Stated exercise — In the data below, rewrite the part that opens with the line containing "shrub listed here." and closes with the line containing "[(376, 377)]", replacing "green shrub" with "leafy bush" and leaving everything else unchanged. Return only those lines.

Recorded data —
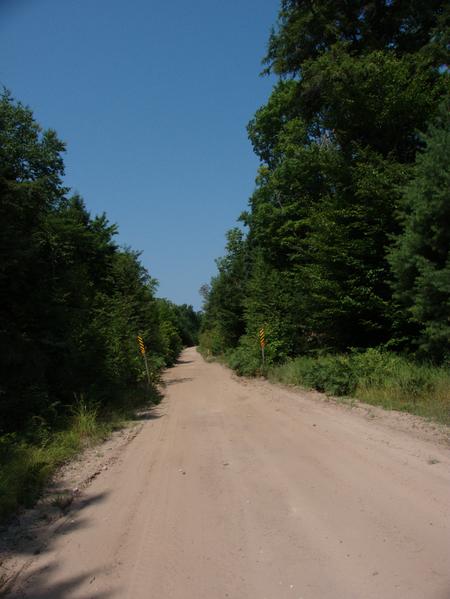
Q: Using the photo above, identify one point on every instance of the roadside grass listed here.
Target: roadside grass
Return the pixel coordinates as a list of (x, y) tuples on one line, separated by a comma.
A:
[(29, 460), (374, 377)]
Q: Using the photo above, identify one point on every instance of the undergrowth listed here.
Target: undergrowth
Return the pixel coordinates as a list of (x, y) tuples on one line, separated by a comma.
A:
[(27, 461), (374, 376)]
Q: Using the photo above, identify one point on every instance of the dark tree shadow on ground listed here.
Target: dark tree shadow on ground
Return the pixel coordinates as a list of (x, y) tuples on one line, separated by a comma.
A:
[(66, 589)]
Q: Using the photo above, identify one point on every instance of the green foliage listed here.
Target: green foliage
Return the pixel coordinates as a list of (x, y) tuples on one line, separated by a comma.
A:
[(375, 377), (337, 142), (420, 258), (72, 303)]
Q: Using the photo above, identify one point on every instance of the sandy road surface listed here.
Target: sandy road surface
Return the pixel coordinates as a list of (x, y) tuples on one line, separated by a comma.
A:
[(244, 490)]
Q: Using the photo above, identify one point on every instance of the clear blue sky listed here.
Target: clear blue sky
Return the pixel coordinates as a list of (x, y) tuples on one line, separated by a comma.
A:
[(152, 98)]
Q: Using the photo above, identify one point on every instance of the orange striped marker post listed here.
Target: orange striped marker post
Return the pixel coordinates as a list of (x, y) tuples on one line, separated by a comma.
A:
[(144, 355), (262, 342)]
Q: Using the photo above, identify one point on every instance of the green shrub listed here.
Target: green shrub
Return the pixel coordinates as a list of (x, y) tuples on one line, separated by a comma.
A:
[(376, 377)]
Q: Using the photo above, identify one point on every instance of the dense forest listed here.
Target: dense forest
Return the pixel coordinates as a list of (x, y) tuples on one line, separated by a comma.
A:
[(72, 305), (345, 248)]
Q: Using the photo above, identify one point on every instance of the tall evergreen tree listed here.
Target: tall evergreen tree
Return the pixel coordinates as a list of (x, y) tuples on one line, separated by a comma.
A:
[(420, 258)]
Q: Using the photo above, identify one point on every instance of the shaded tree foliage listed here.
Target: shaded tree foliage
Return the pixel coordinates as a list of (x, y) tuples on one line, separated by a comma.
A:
[(337, 142), (72, 301)]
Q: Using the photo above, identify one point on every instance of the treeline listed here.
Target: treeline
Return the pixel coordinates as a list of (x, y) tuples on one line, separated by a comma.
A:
[(72, 300), (348, 231)]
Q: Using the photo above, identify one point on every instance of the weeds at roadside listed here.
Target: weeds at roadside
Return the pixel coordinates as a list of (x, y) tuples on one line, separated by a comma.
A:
[(27, 462)]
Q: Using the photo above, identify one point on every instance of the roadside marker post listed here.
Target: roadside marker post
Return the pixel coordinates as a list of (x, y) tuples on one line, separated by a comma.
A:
[(262, 342), (144, 355)]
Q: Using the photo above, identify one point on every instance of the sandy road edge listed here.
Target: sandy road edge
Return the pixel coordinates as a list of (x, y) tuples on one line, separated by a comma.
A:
[(26, 535), (404, 422)]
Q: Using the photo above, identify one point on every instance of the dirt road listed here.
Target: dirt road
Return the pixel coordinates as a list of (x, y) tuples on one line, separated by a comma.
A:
[(244, 490)]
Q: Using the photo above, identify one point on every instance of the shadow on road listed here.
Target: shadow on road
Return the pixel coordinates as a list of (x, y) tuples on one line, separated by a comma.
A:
[(185, 379), (30, 535), (64, 589)]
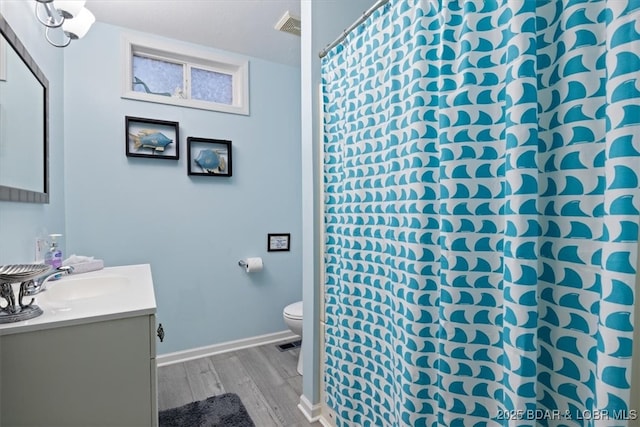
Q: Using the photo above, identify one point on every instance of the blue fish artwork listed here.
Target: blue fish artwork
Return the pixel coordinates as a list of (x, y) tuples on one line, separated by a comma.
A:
[(153, 140), (210, 161)]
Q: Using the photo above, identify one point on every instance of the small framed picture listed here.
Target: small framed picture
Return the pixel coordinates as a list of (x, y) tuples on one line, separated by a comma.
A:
[(278, 242), (209, 157), (157, 139)]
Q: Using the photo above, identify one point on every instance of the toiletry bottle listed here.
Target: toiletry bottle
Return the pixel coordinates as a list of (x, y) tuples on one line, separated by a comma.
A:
[(53, 257)]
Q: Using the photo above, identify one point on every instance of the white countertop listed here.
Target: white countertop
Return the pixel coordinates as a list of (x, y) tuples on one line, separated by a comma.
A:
[(107, 294)]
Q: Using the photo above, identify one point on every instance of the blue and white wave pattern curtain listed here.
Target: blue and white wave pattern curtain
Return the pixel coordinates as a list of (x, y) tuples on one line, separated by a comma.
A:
[(481, 164)]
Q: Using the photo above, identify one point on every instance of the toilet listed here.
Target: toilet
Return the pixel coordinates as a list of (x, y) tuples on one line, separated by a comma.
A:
[(293, 318)]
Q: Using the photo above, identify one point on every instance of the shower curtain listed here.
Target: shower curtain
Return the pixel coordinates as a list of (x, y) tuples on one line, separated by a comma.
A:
[(481, 197)]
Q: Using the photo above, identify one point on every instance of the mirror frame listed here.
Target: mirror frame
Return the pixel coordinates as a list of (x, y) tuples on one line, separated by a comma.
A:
[(14, 194)]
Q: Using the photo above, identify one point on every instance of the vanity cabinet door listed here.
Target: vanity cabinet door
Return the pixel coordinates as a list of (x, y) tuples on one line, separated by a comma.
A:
[(92, 374)]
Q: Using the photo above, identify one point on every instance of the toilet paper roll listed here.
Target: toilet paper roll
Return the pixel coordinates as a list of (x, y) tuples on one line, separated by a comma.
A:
[(254, 264)]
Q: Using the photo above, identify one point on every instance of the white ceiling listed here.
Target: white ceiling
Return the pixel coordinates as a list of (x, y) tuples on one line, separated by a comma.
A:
[(241, 26)]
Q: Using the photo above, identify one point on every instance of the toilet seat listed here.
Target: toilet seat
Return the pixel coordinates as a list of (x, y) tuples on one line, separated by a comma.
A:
[(293, 311)]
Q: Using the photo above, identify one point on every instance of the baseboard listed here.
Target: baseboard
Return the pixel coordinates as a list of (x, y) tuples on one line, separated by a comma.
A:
[(196, 353), (313, 413)]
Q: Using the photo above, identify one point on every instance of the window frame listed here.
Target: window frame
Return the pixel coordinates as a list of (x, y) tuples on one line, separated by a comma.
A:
[(188, 57)]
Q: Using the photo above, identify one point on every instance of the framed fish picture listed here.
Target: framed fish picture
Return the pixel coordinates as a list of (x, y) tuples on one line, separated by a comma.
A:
[(209, 157), (157, 139)]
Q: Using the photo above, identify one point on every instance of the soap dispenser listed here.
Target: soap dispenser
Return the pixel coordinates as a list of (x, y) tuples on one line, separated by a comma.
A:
[(53, 257)]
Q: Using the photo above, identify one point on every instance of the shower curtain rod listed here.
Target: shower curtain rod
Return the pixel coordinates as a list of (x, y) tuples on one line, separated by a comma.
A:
[(364, 16)]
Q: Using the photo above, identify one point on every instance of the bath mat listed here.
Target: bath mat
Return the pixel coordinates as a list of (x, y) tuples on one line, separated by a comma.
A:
[(289, 345), (224, 410)]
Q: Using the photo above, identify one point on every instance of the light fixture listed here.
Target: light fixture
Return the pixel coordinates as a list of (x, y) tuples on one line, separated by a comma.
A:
[(71, 15)]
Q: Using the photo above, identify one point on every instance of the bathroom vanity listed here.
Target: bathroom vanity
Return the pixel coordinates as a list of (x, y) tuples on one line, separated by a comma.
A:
[(89, 359)]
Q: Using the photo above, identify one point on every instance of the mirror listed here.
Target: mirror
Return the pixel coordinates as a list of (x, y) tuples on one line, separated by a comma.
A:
[(24, 123)]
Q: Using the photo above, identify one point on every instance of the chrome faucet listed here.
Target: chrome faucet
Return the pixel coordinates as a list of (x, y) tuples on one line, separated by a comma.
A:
[(37, 285)]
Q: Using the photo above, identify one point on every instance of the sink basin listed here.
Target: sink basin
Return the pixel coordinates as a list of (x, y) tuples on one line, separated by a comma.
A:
[(71, 289)]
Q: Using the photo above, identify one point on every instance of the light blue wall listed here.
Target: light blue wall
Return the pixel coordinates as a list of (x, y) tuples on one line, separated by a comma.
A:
[(192, 230), (21, 223)]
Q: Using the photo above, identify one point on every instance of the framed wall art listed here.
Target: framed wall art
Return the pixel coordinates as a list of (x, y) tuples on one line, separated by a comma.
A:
[(158, 139), (278, 242), (209, 157)]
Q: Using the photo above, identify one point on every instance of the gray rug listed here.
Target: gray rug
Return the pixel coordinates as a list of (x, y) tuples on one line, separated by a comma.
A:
[(225, 410)]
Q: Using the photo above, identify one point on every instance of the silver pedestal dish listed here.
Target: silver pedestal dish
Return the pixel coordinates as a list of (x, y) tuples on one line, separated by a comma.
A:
[(15, 310)]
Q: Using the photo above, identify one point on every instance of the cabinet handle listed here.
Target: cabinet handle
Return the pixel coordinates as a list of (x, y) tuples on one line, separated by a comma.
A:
[(160, 332)]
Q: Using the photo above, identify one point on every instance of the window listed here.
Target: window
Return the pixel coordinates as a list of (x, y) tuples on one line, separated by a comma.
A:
[(156, 72)]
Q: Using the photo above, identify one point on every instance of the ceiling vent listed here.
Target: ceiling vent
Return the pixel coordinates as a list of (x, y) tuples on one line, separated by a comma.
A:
[(289, 24)]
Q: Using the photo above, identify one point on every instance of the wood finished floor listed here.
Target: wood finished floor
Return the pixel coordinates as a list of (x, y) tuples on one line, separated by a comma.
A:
[(264, 378)]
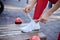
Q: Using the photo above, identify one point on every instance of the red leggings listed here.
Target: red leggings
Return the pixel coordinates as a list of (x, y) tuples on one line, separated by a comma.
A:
[(40, 6)]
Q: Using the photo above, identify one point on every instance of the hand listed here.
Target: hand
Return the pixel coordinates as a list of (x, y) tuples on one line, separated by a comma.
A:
[(28, 8)]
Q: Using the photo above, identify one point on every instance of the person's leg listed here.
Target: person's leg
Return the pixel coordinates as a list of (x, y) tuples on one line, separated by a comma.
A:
[(50, 5), (40, 6)]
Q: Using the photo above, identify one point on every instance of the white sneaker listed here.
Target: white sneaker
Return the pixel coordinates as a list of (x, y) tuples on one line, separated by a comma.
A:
[(30, 27)]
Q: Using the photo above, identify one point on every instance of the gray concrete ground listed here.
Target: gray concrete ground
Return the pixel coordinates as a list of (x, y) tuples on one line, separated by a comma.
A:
[(12, 11)]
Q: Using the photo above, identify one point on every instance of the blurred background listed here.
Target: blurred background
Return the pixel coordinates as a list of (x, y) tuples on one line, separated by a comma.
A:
[(12, 10)]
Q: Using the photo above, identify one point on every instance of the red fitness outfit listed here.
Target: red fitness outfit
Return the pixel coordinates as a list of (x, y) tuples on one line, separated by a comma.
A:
[(40, 6)]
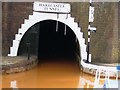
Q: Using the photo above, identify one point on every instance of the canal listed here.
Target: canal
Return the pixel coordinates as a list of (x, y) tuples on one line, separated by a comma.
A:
[(51, 73)]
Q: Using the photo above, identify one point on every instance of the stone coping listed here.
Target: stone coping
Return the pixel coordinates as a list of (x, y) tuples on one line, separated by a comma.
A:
[(17, 64)]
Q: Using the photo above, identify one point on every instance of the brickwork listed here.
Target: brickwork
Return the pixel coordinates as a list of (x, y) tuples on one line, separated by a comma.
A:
[(101, 41)]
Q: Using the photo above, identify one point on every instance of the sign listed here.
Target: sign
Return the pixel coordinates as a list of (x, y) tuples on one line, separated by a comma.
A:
[(91, 14), (51, 7)]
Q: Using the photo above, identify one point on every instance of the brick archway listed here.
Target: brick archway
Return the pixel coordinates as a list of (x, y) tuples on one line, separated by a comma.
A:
[(37, 17)]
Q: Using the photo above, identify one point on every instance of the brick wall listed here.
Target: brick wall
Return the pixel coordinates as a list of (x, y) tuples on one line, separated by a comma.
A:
[(101, 41)]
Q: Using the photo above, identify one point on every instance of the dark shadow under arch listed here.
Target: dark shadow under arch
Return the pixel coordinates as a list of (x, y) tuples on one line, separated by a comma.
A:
[(42, 40)]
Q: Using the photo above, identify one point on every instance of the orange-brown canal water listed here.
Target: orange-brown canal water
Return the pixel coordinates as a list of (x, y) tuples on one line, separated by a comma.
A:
[(50, 73)]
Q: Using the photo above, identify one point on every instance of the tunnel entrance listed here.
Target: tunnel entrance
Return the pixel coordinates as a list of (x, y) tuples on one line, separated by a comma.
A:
[(43, 40)]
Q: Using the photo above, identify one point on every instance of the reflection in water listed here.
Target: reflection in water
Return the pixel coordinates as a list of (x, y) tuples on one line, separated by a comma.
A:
[(49, 74)]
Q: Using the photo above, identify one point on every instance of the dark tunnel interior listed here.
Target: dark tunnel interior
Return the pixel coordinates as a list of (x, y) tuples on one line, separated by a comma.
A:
[(43, 40)]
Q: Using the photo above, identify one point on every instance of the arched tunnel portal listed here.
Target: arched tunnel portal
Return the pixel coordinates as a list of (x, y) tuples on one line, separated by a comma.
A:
[(44, 39)]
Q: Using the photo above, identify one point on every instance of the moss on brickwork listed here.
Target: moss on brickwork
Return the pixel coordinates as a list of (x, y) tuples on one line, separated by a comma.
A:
[(101, 42)]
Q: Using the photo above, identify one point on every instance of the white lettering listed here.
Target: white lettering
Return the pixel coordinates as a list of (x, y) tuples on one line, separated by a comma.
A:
[(51, 7)]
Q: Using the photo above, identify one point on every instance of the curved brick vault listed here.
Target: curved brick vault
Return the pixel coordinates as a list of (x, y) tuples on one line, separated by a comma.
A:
[(37, 17)]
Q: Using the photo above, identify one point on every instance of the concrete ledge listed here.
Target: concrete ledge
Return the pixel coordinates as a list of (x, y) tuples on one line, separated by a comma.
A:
[(104, 68), (17, 64)]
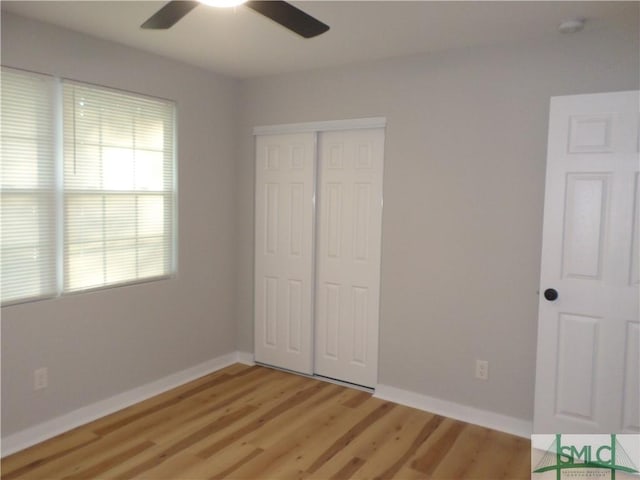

Worked solution —
Q: Using the photo above, identify one point on every instance of the leafy bush listed here.
Target: leafy bush
Return the pixel coordinates as a list of (x, y) tuples on one line, separated by a comma.
A:
[(376, 377)]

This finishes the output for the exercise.